◆ **Extract**:
◇ ◇ ◇ ◇ ◇

Eating the World

Cerveza de los Muertos: Minerva's New Favorite Mexican Beer

If you think Mexican beers are all about the light and dark lagers, think again. A new Mexican brewery made it's way north of the border, and it brought everything except for a cliched Mexican lager.

See also: 3 Tips for Avoiding Beer Tragedies of the Mexican Variety

With clever names like Hop on or Die, Pay the Ferryman, Death Becomes You, Immortal Beloved and Death Rides a Pale Horse, Cerveza de los Muertos -- otherwise known as Day of the Dead Beer -- is clearly courting the American market with stylish calavera imagery now associated with all things Mexican in this country.

But stylish they are, and for the most part, the beer inside has more than enough substance to keep it on the shelves of Tops Liquors in Tempe, where a six-pack of this Tecate, Baja California, brewed and bottled beer will set you back a hefty $10.99.

Only two of Cerveza de los Muertos' six beers, brewed by Cervecería Mexicana, go past being just another decent and drinkable beer to note worthy. An English style IPA, Hop on or Die, is heavy handed on the hoppy bitterness just enough to balance out the florals, resulting in a smooth copper toned beer; this isn't an over-hopped West Coast style IPA hiding poor quality with a palate-wrecking quantity of hops, it is smooth, delicate and well balanced.

◇ ◇ ◇ ◇ ◇

◆ **Work to do**: Please copy everything from "Eating the World" down to "cliched Mexican lager." in the beer review above, word for word.

◇ ◇ ◇ ◇ ◇

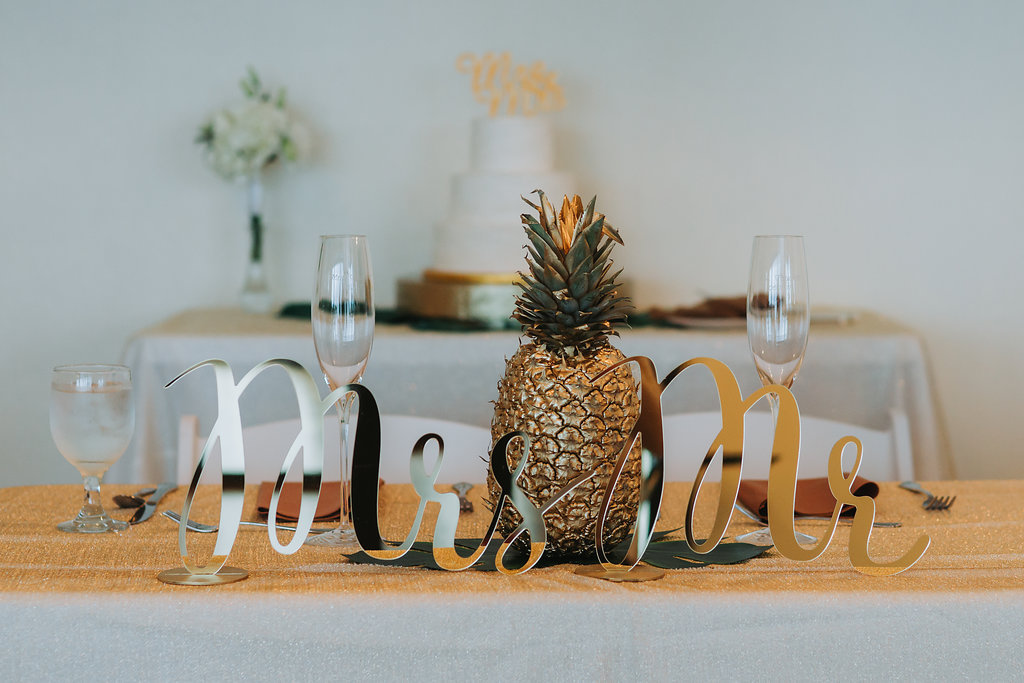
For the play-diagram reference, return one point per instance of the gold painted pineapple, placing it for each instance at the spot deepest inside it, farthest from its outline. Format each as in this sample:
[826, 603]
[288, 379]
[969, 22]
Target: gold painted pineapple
[568, 305]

◇ ◇ ◇ ◇ ◇

◆ **Answer to the task**:
Eating the World

Cerveza de los Muertos: Minerva's New Favorite Mexican Beer

If you think Mexican beers are all about the light and dark lagers, think again. A new Mexican brewery made it's way north of the border, and it brought everything except for a cliched Mexican lager.